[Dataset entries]
┌──

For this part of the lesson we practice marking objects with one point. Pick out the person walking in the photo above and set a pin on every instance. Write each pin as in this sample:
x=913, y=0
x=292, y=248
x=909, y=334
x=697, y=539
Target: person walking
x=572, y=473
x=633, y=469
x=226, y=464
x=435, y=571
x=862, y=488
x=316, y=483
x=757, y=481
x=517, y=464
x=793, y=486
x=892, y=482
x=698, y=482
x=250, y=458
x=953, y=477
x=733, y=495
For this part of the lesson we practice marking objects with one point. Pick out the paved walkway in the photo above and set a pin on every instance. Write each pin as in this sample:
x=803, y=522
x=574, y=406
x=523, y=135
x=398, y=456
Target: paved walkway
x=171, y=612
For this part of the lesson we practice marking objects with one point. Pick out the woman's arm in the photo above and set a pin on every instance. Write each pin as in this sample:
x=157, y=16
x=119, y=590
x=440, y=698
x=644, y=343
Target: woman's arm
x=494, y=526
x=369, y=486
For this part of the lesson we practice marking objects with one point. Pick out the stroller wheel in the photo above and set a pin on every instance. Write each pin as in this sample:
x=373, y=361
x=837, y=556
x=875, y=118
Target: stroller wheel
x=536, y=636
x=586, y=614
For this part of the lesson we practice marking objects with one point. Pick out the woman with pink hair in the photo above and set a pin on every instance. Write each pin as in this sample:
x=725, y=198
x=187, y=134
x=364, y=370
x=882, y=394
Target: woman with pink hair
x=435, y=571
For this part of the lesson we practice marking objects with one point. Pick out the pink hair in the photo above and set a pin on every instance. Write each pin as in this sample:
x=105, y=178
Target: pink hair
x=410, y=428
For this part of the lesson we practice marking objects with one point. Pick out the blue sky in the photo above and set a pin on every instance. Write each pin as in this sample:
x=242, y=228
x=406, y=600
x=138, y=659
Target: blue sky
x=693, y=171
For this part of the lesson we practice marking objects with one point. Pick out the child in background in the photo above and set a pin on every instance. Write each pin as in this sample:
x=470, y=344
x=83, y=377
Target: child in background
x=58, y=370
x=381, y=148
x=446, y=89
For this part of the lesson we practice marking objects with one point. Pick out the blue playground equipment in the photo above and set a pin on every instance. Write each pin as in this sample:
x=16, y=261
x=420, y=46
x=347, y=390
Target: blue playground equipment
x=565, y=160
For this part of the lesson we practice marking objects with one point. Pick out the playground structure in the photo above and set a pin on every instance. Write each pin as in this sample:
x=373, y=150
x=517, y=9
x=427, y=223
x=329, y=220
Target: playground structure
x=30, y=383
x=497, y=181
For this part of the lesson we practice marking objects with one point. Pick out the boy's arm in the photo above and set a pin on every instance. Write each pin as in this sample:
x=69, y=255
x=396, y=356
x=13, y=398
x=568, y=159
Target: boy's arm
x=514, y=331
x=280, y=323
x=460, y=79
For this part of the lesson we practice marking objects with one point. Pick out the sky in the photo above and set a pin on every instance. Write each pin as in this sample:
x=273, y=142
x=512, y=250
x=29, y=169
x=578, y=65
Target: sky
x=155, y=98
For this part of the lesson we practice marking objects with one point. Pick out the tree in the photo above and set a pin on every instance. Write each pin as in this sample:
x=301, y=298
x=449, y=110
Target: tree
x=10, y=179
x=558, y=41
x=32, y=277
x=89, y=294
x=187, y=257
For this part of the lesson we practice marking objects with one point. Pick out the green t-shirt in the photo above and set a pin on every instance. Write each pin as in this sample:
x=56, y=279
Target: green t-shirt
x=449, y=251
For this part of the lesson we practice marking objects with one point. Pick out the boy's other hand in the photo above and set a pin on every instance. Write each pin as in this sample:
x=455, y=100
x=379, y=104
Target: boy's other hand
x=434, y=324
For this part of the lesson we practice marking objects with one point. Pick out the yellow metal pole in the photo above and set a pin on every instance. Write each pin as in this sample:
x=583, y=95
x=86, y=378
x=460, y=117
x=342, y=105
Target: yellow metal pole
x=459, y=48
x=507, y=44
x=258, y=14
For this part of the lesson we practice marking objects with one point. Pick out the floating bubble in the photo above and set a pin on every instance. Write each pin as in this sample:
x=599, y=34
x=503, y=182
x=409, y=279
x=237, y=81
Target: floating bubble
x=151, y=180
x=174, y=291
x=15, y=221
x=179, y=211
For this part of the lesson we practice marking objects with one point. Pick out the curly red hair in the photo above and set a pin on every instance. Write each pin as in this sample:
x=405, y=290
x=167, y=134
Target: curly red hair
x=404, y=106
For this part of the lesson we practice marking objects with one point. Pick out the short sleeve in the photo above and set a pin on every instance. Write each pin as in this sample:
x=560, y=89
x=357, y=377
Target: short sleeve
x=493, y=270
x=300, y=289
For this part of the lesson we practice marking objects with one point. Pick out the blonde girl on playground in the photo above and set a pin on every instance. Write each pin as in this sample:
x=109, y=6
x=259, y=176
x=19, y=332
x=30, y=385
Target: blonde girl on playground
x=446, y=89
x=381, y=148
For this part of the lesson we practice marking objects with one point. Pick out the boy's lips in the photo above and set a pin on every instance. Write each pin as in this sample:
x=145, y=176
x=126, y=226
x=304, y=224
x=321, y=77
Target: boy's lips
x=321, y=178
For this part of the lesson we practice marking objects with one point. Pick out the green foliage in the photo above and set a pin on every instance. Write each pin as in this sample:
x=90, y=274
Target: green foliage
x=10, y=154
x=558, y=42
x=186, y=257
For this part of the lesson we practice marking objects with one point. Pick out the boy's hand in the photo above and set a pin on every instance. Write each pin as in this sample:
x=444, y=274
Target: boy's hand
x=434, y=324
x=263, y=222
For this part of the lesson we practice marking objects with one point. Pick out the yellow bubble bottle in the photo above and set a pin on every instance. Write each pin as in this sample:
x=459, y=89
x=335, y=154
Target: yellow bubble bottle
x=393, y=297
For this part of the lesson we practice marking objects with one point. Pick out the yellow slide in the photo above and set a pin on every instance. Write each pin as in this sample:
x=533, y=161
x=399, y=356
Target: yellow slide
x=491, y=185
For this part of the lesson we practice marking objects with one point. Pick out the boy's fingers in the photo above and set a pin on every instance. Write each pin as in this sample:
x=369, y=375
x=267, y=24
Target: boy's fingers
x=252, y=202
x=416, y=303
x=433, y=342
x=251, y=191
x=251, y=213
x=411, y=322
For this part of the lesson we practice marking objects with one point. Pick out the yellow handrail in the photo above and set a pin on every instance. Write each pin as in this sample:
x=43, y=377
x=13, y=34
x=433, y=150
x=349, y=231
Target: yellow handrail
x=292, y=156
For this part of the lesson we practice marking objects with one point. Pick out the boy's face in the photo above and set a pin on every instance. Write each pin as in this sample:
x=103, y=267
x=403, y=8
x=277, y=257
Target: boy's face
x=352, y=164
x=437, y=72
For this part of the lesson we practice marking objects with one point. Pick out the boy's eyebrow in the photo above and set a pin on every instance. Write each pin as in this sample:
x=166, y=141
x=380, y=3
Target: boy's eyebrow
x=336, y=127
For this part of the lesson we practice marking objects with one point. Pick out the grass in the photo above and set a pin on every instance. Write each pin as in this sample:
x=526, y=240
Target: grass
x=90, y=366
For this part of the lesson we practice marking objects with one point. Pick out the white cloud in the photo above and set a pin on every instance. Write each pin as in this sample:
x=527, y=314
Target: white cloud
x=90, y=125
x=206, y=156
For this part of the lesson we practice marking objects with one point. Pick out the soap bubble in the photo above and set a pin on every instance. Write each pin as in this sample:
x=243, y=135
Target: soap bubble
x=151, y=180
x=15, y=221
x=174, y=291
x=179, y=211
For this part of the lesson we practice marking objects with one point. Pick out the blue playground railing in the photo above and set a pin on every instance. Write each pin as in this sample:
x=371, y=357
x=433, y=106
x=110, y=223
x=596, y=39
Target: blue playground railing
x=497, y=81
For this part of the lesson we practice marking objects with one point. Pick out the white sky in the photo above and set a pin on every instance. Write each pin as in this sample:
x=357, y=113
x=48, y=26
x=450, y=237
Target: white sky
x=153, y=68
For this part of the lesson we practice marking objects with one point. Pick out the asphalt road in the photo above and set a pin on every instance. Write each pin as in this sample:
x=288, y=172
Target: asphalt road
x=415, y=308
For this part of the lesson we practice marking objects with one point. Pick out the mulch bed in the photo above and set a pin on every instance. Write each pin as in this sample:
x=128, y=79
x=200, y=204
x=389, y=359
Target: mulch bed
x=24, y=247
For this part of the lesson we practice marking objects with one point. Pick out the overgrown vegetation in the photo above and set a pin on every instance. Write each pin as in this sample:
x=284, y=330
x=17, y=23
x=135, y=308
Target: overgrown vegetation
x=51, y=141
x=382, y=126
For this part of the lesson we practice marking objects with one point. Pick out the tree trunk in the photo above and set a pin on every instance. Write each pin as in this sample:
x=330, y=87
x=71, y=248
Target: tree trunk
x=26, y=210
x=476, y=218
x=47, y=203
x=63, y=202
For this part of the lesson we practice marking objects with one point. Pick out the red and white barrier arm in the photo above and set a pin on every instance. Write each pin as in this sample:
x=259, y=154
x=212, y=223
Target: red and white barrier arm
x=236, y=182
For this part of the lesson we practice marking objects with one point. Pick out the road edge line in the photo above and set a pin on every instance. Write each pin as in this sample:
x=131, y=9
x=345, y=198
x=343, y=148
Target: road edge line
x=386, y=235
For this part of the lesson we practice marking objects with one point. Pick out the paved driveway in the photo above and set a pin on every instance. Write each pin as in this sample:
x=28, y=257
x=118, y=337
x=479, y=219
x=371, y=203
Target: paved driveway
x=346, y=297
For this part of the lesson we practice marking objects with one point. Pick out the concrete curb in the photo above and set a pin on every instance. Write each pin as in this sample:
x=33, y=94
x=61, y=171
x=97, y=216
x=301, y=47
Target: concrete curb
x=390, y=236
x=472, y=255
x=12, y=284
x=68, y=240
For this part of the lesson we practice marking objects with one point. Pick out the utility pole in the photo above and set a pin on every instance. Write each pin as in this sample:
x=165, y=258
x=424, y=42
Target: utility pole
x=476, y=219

└──

> Problem to solve
The answer must consist solely of the lines from the first line of the data to the line holding "x=697, y=539", each given again exactly.

> Task solution
For this part of the lesson we practice marking objects with one point. Pick out the person walking in the photo above and set a pin on every instance. Write each pin as in this sample:
x=913, y=0
x=292, y=248
x=909, y=334
x=697, y=539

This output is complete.